(Исходный отрывок):
╔══

Литература как опыт, или «Буржуазный читатель» как культурный герой - [51]
Работа: ценность созданная и воспринятая.
Уильям Карлос Уильямс Патерсон[247]
«Поэт, выходящий на авансцену в лирике конца XVIII века, часто предстает перед нами как вольно прогуливающийся»[248], — подмечает современная исследовательница западноевропейской поэтической традиции. Преданность поэтов «прогулочной манере», коннотирующей неформальность, повседневность, гибкое соединение приватности самосознания и публичности присутствия, сохраняется и в дальнейшем — по-видимому, неслучайным образом.
В становящейся буржуазной культуре интерес к внутренней жизни, собственной и другого человека, воспринимается не только как этическая норма, но и как условие и ресурс личностного развития. Опыт опознается как ценность и широко вовлекается в отношения обмена. Но доступ к нему возможен лишь косвенный — отсюда нарастающий интерес к различным формам опосредования, в частности к языковым механизмам иносказания. Их и культивирует литература, предполагая со стороны читателя чуткость к выразительным потенциям речи, незапрограммированным традицией, способность к широкому интерпретативному маневру, к работе выведения (инференции) косвенных смыслов, саморефлексии, самовопрошания. Важно и то, что как товары в материально-коммерческой сфере, так же и тексты в сфере эстетической и схемы опыта в сфере этико-психологической пребывают в непрерывном обращении. И если автономия я, безусловно, ценима, то обособленность воспринимается как дефект и даже порок. Этому слишком распространенному пороку Бодлер противопоставляет бесцеремонную щедрость «священного блудодействия души» — свойство поэтов, а также основателей колоний, людских пастырей и иных героических «предпринимателей», которых беспокойный гений заставляет покидать пределы привычного, ближнего круга ради более «широкой семьи» (см. стихотворение «Толпы»). Возможность новой социальности (не совпадающей с утопическими конструкциями социалистов) обеспечивается ценой принципиально «неэкономного» и даже небезопасного предоставления себя стихии обмена. Этот жест и поражает нас больше всего в поэзии Уитмена и Бодлера. Поражает — хотя сегодня, конечно, куда меньше, чем полтораста лет назад, — и прозаизация поэзии, ее программное обращение к опыту «низкому» или усредненному и почти шокирующе подробному. В качестве «художественной» речь начинает осознаваться не за счет мелодической выстроенности, приподнятости стиля или украшенности слов, а за счет разнообразия модусов внимания к ним. «Современность» поэтической речи, — настаивал Бодлер, — определяется присутствием в ней «суггестивной магии» (magie suggestive)[249], то есть косвенной действенности (suggerer — sub + gerere = делать, производить, исполнять).

╚══

(Задания):
[1] Определите, соответствуют ли отрывку о поэзии и буржуазной культуре утверждения (а), (б) и (в). Для каждого ответьте «да» или «нет» и приведите решающие слова отрывка дословно.
(а) Доступ к опыту возможен только косвенно.
(б) Обособленность я ценится так же, как его автономия.
(в) Художественность речи осознается благодаря ее мелодической выстроенности.
[2] Продолжите отрывок о поэзии и буржуазной культуре с того места, на котором он заканчивается.
Материал, приведенный далее, с отрывком о поэзии и буржуазной культуре никак не связан.

(Предоставленный материал):

╔══

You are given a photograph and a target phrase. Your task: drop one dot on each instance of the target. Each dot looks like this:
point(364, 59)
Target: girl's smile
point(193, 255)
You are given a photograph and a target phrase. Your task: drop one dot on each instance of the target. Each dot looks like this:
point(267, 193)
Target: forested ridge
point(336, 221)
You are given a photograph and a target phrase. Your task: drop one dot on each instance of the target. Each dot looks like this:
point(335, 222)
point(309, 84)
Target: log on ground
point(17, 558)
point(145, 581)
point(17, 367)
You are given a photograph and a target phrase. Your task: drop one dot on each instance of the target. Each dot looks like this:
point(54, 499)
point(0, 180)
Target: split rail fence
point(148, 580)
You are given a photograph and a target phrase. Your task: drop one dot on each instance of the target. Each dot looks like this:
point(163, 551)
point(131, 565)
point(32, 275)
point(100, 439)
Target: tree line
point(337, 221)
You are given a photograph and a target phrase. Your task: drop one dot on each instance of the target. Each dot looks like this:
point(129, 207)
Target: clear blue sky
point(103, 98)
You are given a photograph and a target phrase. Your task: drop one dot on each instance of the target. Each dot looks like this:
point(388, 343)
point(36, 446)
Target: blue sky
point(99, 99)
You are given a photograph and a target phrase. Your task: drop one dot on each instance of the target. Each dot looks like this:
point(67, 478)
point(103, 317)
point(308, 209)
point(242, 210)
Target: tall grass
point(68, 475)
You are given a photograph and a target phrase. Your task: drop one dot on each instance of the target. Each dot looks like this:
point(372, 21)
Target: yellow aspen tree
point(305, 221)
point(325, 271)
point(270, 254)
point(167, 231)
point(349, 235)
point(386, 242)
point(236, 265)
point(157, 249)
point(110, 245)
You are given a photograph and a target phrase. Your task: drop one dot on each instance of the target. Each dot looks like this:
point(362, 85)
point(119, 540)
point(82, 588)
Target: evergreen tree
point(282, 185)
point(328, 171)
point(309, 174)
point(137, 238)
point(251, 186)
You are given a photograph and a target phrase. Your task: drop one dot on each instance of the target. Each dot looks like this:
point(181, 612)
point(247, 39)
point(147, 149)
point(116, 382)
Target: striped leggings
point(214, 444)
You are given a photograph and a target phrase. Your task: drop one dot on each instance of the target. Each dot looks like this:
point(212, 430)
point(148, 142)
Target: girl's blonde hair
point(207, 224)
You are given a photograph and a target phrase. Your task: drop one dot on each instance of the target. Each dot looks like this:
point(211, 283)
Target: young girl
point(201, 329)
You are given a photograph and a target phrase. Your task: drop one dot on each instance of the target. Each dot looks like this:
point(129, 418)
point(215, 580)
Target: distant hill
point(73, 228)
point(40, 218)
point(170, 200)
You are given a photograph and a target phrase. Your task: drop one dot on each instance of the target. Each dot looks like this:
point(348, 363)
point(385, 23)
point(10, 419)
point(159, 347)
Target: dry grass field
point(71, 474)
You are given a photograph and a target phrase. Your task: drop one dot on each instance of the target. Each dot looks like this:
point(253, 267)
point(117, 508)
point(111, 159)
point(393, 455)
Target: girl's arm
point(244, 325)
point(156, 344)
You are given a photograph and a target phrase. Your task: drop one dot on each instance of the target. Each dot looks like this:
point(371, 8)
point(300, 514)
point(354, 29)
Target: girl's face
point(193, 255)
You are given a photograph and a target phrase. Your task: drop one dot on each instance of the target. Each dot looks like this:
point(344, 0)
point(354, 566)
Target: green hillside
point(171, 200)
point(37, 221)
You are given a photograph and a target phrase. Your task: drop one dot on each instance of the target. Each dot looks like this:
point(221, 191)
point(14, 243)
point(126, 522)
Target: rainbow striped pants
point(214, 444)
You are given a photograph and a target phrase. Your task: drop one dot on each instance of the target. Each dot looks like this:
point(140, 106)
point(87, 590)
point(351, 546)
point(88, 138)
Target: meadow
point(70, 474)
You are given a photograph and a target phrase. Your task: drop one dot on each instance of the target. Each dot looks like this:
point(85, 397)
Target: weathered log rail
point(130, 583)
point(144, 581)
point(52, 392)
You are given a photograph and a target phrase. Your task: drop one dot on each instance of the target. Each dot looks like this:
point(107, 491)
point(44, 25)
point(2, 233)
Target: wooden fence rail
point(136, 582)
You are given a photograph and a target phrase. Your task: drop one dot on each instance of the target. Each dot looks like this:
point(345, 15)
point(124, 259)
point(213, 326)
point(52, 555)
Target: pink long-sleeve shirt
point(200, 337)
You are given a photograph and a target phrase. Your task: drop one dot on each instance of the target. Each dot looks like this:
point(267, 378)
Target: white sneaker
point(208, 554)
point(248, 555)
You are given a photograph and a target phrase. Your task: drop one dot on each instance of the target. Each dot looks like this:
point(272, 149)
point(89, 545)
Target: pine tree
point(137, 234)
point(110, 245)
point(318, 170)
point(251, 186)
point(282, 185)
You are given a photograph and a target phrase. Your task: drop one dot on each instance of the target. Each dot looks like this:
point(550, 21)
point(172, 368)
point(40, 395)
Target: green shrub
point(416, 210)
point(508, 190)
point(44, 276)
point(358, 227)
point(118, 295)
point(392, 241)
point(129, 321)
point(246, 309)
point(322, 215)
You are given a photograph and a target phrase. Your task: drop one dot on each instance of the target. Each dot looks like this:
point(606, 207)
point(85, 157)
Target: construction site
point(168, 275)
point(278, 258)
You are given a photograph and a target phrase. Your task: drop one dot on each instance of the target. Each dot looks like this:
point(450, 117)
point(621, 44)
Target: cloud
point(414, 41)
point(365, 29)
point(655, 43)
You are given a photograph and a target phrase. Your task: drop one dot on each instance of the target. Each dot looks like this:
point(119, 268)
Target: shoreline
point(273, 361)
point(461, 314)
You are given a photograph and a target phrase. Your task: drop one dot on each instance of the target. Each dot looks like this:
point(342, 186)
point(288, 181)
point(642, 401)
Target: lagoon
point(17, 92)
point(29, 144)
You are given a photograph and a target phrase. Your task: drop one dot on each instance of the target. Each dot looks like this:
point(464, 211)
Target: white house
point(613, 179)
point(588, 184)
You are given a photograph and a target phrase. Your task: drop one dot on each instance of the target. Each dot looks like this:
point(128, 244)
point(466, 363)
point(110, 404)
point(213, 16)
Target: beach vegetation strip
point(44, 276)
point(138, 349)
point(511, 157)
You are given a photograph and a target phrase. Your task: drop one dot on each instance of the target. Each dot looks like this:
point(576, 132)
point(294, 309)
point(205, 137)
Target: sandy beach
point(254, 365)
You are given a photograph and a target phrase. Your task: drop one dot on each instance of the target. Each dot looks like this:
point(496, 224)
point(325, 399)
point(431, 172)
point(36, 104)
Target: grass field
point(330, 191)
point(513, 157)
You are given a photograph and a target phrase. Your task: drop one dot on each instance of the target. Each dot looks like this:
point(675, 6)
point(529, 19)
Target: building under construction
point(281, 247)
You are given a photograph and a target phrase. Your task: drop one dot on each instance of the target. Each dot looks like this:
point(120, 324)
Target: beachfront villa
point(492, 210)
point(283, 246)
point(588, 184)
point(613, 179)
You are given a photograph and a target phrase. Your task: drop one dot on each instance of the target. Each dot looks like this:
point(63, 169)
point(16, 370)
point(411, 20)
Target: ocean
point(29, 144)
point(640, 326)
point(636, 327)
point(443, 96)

╚══

(Ответы к упражнению):
[1]
(а) Да: «Но доступ к нему возможен лишь косвенный».
(б) Нет: «то обособленность воспринимается как дефект и даже порок».
(в) Нет: «не за счет мелодической выстроенности, приподнятости стиля или украшенности слов, а за счет разнообразия модусов внимания к ним».

[2]
Поэтический язык опрощается, «прилегает» как никогда плотно к практикам реальности, даже обманчиво сливается, слипается с ними, — но требования к читателю при этом не снижаются, как можно было бы предположить, а, напротив, повышаются. Характер и природу этих требований обобщит спустя несколько десятилетий американский поэт-философ Уоллес Стивенс в эссе под труднопереводимым названием «Rubbings of Reality». В нем говорится, что быть современным поэтом — значит писать понемногу, но непрестанно, стремясь в этой повседневной работе не к формальному совершенству, а к точности отображения состояний духа. Труд поэта связан с освоением индивидуального опыта посредством слова, и метафорой этого процесса избирается старинная практика/техника втирания. Речь идет не о срисовывании, а о бережно-«слепом» касании и нажиме, посредством которых изображение переносится с одной поверхности на другую. Формы смысла нащупываются и «проступают» в языке постепенно, взаимосвязанно с уточнением структур опыта, также исходно неочевидных. Эти упорные творческие упражнения актуальны для читателя не меньше, чем для поэта. Почему? Потому что вдохновляются они обоюдной убежденностью: «у нас нет иной опоры, помимо нашего же сознания», мы ответственны за смысловое производство (а также вос— и пере-производство) мира, в котором обитаем. «Результатом масштабной деятельности такого рода, не только в письме, но и во всем, — резюмирует Стивенс, — является современный мир»[250]. Поэтическая практика осознается прототипом и образцом человеческой практики как таковой — скромно повседневной, но одновременно мироустроительной.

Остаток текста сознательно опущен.